To do: Please restate the records that follow exactly, skipping their images.

Stored data entries:
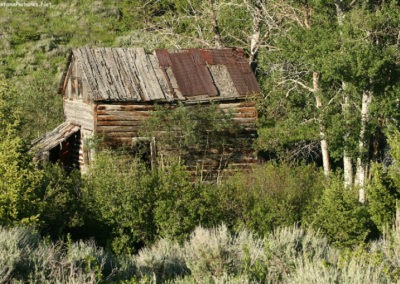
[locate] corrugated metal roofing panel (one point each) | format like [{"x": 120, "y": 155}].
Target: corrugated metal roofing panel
[
  {"x": 193, "y": 79},
  {"x": 55, "y": 137},
  {"x": 127, "y": 74}
]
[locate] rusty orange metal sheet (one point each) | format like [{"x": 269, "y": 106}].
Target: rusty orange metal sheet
[{"x": 190, "y": 70}]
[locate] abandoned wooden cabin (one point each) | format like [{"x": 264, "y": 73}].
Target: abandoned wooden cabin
[{"x": 110, "y": 92}]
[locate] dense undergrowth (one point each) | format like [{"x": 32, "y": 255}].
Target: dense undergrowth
[{"x": 286, "y": 255}]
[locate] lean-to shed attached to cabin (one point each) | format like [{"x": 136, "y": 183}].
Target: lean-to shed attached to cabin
[{"x": 109, "y": 92}]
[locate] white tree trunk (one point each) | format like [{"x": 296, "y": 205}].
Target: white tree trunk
[
  {"x": 363, "y": 146},
  {"x": 322, "y": 129}
]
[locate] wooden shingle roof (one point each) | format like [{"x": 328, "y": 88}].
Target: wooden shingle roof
[{"x": 131, "y": 74}]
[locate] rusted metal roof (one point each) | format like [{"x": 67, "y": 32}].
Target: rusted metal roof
[
  {"x": 130, "y": 74},
  {"x": 193, "y": 76}
]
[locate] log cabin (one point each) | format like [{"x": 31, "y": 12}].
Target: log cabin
[{"x": 109, "y": 93}]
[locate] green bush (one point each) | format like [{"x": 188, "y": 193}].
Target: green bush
[
  {"x": 340, "y": 216},
  {"x": 60, "y": 201},
  {"x": 270, "y": 196},
  {"x": 119, "y": 193}
]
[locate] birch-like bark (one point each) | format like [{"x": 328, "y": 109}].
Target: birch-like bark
[
  {"x": 347, "y": 160},
  {"x": 214, "y": 21},
  {"x": 254, "y": 41},
  {"x": 322, "y": 129},
  {"x": 363, "y": 146}
]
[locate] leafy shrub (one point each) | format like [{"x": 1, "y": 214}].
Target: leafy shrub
[
  {"x": 210, "y": 253},
  {"x": 165, "y": 260},
  {"x": 270, "y": 196},
  {"x": 340, "y": 216}
]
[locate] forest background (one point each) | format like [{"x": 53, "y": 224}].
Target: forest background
[{"x": 328, "y": 129}]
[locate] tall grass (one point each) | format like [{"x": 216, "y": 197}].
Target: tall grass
[{"x": 288, "y": 255}]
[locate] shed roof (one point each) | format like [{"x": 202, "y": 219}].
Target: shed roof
[
  {"x": 131, "y": 74},
  {"x": 53, "y": 138}
]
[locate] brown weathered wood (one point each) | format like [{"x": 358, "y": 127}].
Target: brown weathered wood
[
  {"x": 130, "y": 107},
  {"x": 124, "y": 116},
  {"x": 119, "y": 128}
]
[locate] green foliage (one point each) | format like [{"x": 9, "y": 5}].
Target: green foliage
[
  {"x": 288, "y": 255},
  {"x": 270, "y": 196},
  {"x": 181, "y": 205},
  {"x": 382, "y": 197},
  {"x": 119, "y": 192},
  {"x": 185, "y": 132},
  {"x": 341, "y": 217}
]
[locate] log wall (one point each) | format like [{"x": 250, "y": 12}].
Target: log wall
[{"x": 117, "y": 124}]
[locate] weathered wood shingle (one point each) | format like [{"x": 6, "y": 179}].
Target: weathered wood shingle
[{"x": 131, "y": 75}]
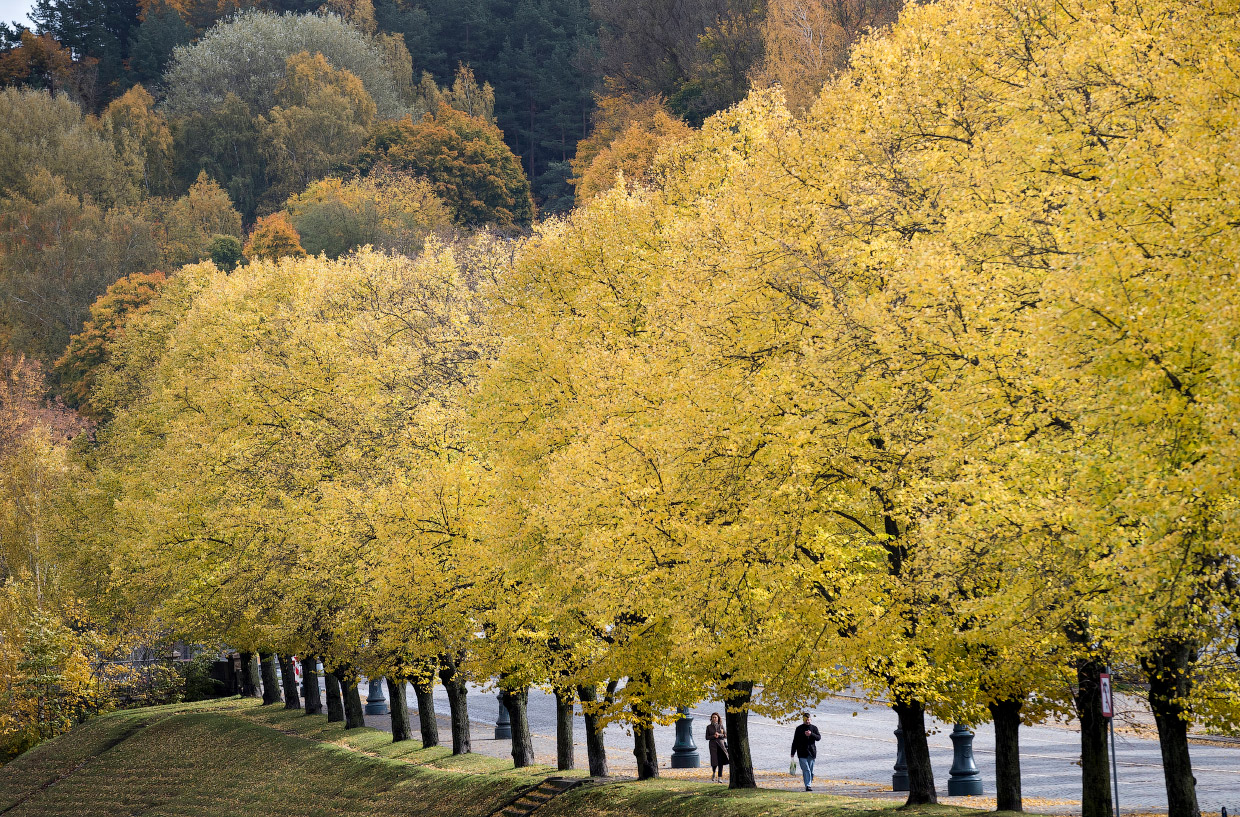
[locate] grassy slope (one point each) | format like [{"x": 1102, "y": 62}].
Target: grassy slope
[{"x": 227, "y": 759}]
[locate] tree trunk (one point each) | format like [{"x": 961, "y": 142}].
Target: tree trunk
[
  {"x": 1006, "y": 714},
  {"x": 1095, "y": 769},
  {"x": 516, "y": 702},
  {"x": 563, "y": 729},
  {"x": 270, "y": 682},
  {"x": 427, "y": 722},
  {"x": 644, "y": 751},
  {"x": 335, "y": 699},
  {"x": 310, "y": 686},
  {"x": 1167, "y": 668},
  {"x": 916, "y": 753},
  {"x": 355, "y": 715},
  {"x": 740, "y": 769},
  {"x": 289, "y": 678},
  {"x": 459, "y": 704},
  {"x": 249, "y": 687},
  {"x": 595, "y": 751},
  {"x": 399, "y": 707}
]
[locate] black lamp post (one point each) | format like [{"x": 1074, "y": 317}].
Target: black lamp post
[
  {"x": 376, "y": 704},
  {"x": 685, "y": 750},
  {"x": 965, "y": 779},
  {"x": 502, "y": 723}
]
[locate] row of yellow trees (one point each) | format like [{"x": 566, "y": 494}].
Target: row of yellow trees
[{"x": 931, "y": 391}]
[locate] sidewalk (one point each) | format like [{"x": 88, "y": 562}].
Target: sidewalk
[{"x": 858, "y": 750}]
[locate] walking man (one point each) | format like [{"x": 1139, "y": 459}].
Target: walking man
[{"x": 804, "y": 748}]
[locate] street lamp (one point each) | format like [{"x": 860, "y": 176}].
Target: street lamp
[
  {"x": 502, "y": 723},
  {"x": 964, "y": 779},
  {"x": 376, "y": 704},
  {"x": 685, "y": 750}
]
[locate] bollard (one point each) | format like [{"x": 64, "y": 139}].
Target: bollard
[
  {"x": 504, "y": 723},
  {"x": 964, "y": 779},
  {"x": 685, "y": 750},
  {"x": 900, "y": 779},
  {"x": 376, "y": 704}
]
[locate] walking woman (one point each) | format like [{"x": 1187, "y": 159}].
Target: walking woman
[{"x": 717, "y": 738}]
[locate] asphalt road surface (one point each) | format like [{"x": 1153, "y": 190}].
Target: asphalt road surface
[{"x": 858, "y": 750}]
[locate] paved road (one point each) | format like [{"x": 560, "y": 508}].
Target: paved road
[{"x": 858, "y": 750}]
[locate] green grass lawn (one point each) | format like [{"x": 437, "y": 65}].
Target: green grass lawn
[{"x": 234, "y": 758}]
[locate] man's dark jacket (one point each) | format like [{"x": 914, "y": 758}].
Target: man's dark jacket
[{"x": 804, "y": 744}]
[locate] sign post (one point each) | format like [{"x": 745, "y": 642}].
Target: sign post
[{"x": 1104, "y": 686}]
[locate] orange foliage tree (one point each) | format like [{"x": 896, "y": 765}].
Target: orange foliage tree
[
  {"x": 465, "y": 159},
  {"x": 274, "y": 237},
  {"x": 88, "y": 350}
]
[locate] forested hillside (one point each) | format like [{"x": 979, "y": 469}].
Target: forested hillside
[{"x": 647, "y": 352}]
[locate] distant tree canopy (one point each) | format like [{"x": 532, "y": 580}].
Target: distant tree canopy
[
  {"x": 88, "y": 350},
  {"x": 464, "y": 159},
  {"x": 48, "y": 134},
  {"x": 387, "y": 210},
  {"x": 274, "y": 238},
  {"x": 247, "y": 57},
  {"x": 538, "y": 55}
]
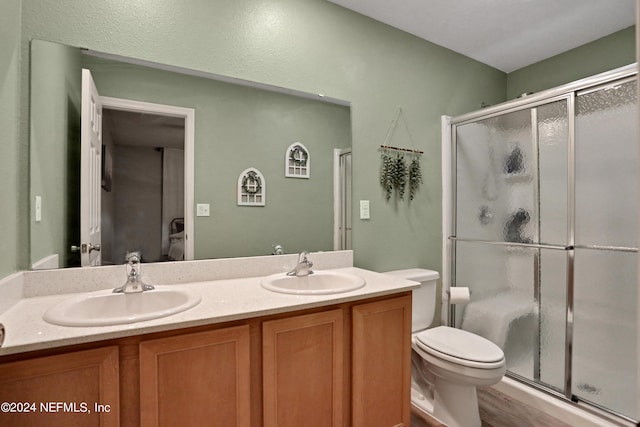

Result of the exercise:
[locate] corrugated metal roofing panel (one point each) | format like [{"x": 120, "y": 155}].
Target: corrugated metal roofing panel
[
  {"x": 193, "y": 79},
  {"x": 55, "y": 137},
  {"x": 127, "y": 74}
]
[locate] rusty orange metal sheet (one point each) | format like [{"x": 269, "y": 106}].
Target: rusty orange metal sheet
[{"x": 190, "y": 70}]
[locate] abandoned wooden cabin (one point each) | format like [{"x": 264, "y": 73}].
Target: abandoned wooden cabin
[{"x": 110, "y": 92}]
[locate] dense undergrowth (one point each) | format like [{"x": 32, "y": 255}].
Target: dense undergrowth
[{"x": 286, "y": 255}]
[locate] lean-to shed attached to cabin (one point each) | format like [{"x": 136, "y": 183}].
Target: lean-to shed attached to cabin
[{"x": 109, "y": 92}]
[locate] white tree trunk (one point each) | format like [{"x": 296, "y": 205}].
Target: white tree trunk
[
  {"x": 363, "y": 146},
  {"x": 322, "y": 129}
]
[locate] wooden shingle roof (one point each) | format like [{"x": 328, "y": 88}].
Target: wooden shingle roof
[{"x": 131, "y": 74}]
[locate] rusted metal roof (one point each) | format like [{"x": 67, "y": 32}].
Target: rusted metal roof
[
  {"x": 130, "y": 74},
  {"x": 193, "y": 76}
]
[locate] log cabin (one point each) | format like [{"x": 31, "y": 12}].
Target: log cabin
[{"x": 109, "y": 93}]
[locate] green bush (one point each) | format like [{"x": 188, "y": 193}].
Target: green bush
[
  {"x": 340, "y": 216},
  {"x": 60, "y": 201},
  {"x": 270, "y": 196},
  {"x": 119, "y": 193}
]
[locate] birch-like bark (one point each) | format like [{"x": 328, "y": 109}].
Target: birch-like bark
[
  {"x": 347, "y": 160},
  {"x": 214, "y": 21},
  {"x": 254, "y": 41},
  {"x": 322, "y": 129},
  {"x": 363, "y": 146}
]
[locate] leafy shrub (one point each) | format like [{"x": 1, "y": 214}].
Target: leafy shrub
[
  {"x": 210, "y": 253},
  {"x": 165, "y": 260},
  {"x": 270, "y": 196},
  {"x": 340, "y": 216}
]
[locate] forest background (one point each) | format like [{"x": 53, "y": 224}].
Target: forest background
[{"x": 328, "y": 129}]
[locate] tall grass (one point each) | format like [{"x": 216, "y": 197}].
Target: tall grass
[{"x": 288, "y": 255}]
[locate] shed roof (one point each) | format like [{"x": 202, "y": 219}].
Target: shed roof
[
  {"x": 131, "y": 74},
  {"x": 53, "y": 138}
]
[locate] brown weathered wood (one point each) | format like [{"x": 358, "y": 127}].
Target: brown weathered wood
[
  {"x": 130, "y": 107},
  {"x": 124, "y": 116},
  {"x": 119, "y": 128}
]
[locate] green foliage (one point each) | format like [{"x": 9, "y": 5}].
Target: green foliage
[
  {"x": 288, "y": 255},
  {"x": 270, "y": 196},
  {"x": 181, "y": 205},
  {"x": 382, "y": 197},
  {"x": 119, "y": 192},
  {"x": 185, "y": 132},
  {"x": 341, "y": 217}
]
[locate] log wall (one point each) | format like [{"x": 250, "y": 12}].
Target: log wall
[{"x": 117, "y": 124}]
[locate] weathered wood shingle (one point each) | format like [{"x": 6, "y": 179}].
Target: weathered wood shingle
[{"x": 131, "y": 75}]
[locate] grassy slope (one point each) | format like [{"x": 1102, "y": 62}].
Target: grassy slope
[{"x": 227, "y": 759}]
[locate] tree trunk (one point each) | format like [{"x": 961, "y": 142}].
Target: tree trunk
[
  {"x": 1006, "y": 714},
  {"x": 1095, "y": 769},
  {"x": 516, "y": 702},
  {"x": 563, "y": 729},
  {"x": 270, "y": 682},
  {"x": 427, "y": 722},
  {"x": 644, "y": 751},
  {"x": 335, "y": 699},
  {"x": 310, "y": 686},
  {"x": 1167, "y": 668},
  {"x": 916, "y": 753},
  {"x": 355, "y": 715},
  {"x": 740, "y": 769},
  {"x": 289, "y": 678},
  {"x": 459, "y": 704},
  {"x": 249, "y": 687},
  {"x": 595, "y": 751},
  {"x": 399, "y": 707}
]
[locate] black lamp post (one point each) | format like [{"x": 1074, "y": 317}].
Target: black lamp post
[
  {"x": 376, "y": 704},
  {"x": 685, "y": 750},
  {"x": 965, "y": 779},
  {"x": 502, "y": 723}
]
[locate] row of yellow trees (one point each) | format like [{"x": 566, "y": 494}].
Target: row of yellow trees
[{"x": 931, "y": 391}]
[locate] sidewalk (one point each) | format like [{"x": 88, "y": 562}].
Target: sidewalk
[{"x": 858, "y": 750}]
[locate] walking man (one point each) | format like [{"x": 1139, "y": 459}].
Target: walking man
[{"x": 804, "y": 748}]
[locate] street lamp (one point each) | format like [{"x": 860, "y": 176}].
Target: street lamp
[
  {"x": 502, "y": 723},
  {"x": 964, "y": 779},
  {"x": 376, "y": 704},
  {"x": 685, "y": 750}
]
[locate] bollard (one point each) | format like [{"x": 64, "y": 139}].
Target: bollard
[
  {"x": 504, "y": 723},
  {"x": 964, "y": 779},
  {"x": 685, "y": 750},
  {"x": 900, "y": 779},
  {"x": 376, "y": 704}
]
[locate] walking woman (one point each) | format like [{"x": 1187, "y": 159}].
Target: walking woman
[{"x": 717, "y": 738}]
[locate] asphalt road surface (one point each) | format like [{"x": 1153, "y": 190}].
Target: asphalt road surface
[{"x": 858, "y": 750}]
[locate] paved road (one point each) | format like [{"x": 560, "y": 508}].
Target: paved road
[{"x": 858, "y": 750}]
[locate] green grass lawn (one point each) | format like [{"x": 437, "y": 65}].
Target: green grass lawn
[{"x": 234, "y": 758}]
[locate] man's dark jacket (one point each) | format like [{"x": 914, "y": 758}].
Target: man's dark jacket
[{"x": 804, "y": 744}]
[locate] sign post (one point each) | format like [{"x": 745, "y": 642}].
Target: sign post
[{"x": 1104, "y": 686}]
[locate] orange foliage tree (one point each) | format like [{"x": 896, "y": 765}].
Target: orange foliage tree
[
  {"x": 465, "y": 159},
  {"x": 274, "y": 237},
  {"x": 88, "y": 350}
]
[locate] forested hillside (one point each) | format like [{"x": 979, "y": 469}].
Target: forested hillside
[{"x": 647, "y": 352}]
[locate] distant tree canopy (one point each) | format like [{"x": 532, "y": 580}].
Target: distant tree canopy
[
  {"x": 88, "y": 350},
  {"x": 464, "y": 159},
  {"x": 48, "y": 134},
  {"x": 387, "y": 210},
  {"x": 274, "y": 238},
  {"x": 247, "y": 57},
  {"x": 538, "y": 55}
]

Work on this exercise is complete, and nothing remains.